◆ SET TASK
Write out the lines below again, replacing every "Spot all occurrences of" with "Locate every instance of" and keeping everything else the same.

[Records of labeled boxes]

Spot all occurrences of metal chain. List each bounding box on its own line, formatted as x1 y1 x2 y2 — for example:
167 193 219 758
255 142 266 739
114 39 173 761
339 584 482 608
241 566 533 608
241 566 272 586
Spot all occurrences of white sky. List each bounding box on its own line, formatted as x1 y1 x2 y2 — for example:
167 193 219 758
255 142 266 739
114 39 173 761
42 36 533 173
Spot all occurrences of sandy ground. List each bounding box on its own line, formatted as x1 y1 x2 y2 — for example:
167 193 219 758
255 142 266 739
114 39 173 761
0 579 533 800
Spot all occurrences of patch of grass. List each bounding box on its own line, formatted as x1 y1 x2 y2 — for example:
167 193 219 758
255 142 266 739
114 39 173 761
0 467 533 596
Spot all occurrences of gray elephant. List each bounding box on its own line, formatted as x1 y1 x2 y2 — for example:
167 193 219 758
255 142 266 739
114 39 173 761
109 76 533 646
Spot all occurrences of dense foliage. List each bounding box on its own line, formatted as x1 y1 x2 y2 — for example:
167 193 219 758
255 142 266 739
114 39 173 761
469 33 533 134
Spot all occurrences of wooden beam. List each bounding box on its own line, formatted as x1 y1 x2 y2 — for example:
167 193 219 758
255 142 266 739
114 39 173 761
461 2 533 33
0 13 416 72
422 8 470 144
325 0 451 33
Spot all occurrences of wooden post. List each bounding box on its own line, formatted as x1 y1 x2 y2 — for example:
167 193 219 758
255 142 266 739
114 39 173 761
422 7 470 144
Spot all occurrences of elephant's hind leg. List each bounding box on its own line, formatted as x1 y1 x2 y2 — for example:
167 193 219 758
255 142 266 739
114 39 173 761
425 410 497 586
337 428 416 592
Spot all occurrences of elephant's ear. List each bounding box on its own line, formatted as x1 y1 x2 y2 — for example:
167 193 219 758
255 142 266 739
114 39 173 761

◆ SOLUTION
Locate every instance of metal chain. List each bounding box on its own line, formatted as x1 y1 x2 y2 — for example:
167 193 219 758
255 142 266 739
114 39 173 761
339 584 482 608
241 566 533 608
241 566 272 586
Locate every instance of white sky. List each bounding box on its own line, formatted as x1 y1 x2 y2 — for example:
167 193 219 758
255 142 266 739
114 39 173 761
42 36 533 173
Locate every instance of sandy ground. List each bounding box on its own line, formatted as x1 y1 x2 y2 — for example:
167 193 219 758
255 142 266 739
114 39 173 761
0 579 533 800
Locate every instance of patch of grass. List each bounding box on its own line, formatted as x1 y1 x2 y2 — for example:
167 193 219 758
255 142 266 739
114 39 173 761
0 467 533 596
Locate every instance of gray elephant. List each bounding box on its own line, formatted as x1 y1 x2 y2 — for example:
167 193 219 758
255 142 266 739
114 39 173 761
109 76 533 646
Locate every instance of dense foliage. List each bounding box on its own line, formatted as x1 y1 x2 y2 — for example:
167 193 219 758
255 142 266 739
114 39 173 761
469 33 533 134
Locate every instance of wooden beam. List each bounding box on its own line, formatted as x1 y1 x2 y2 — for example:
167 193 219 758
255 142 266 739
114 39 173 761
461 2 533 33
0 13 416 72
422 8 470 144
325 0 451 33
Locate every instance of wooden post. List each bounding box on its own line, formatted as x1 y1 x2 y2 — for example:
167 193 219 758
255 142 266 739
114 39 173 761
422 7 470 144
Locate every instance of elephant's hind leg. List each bounding box on its own line, formatted as x1 y1 x2 y2 — for example:
167 193 219 758
255 142 266 739
114 39 173 761
425 410 497 586
337 428 416 592
Locate every instance of elephant's ear. List each bounding box on its own line, formatted as x1 y1 x2 y2 — for example:
167 193 219 758
255 142 266 739
114 39 173 761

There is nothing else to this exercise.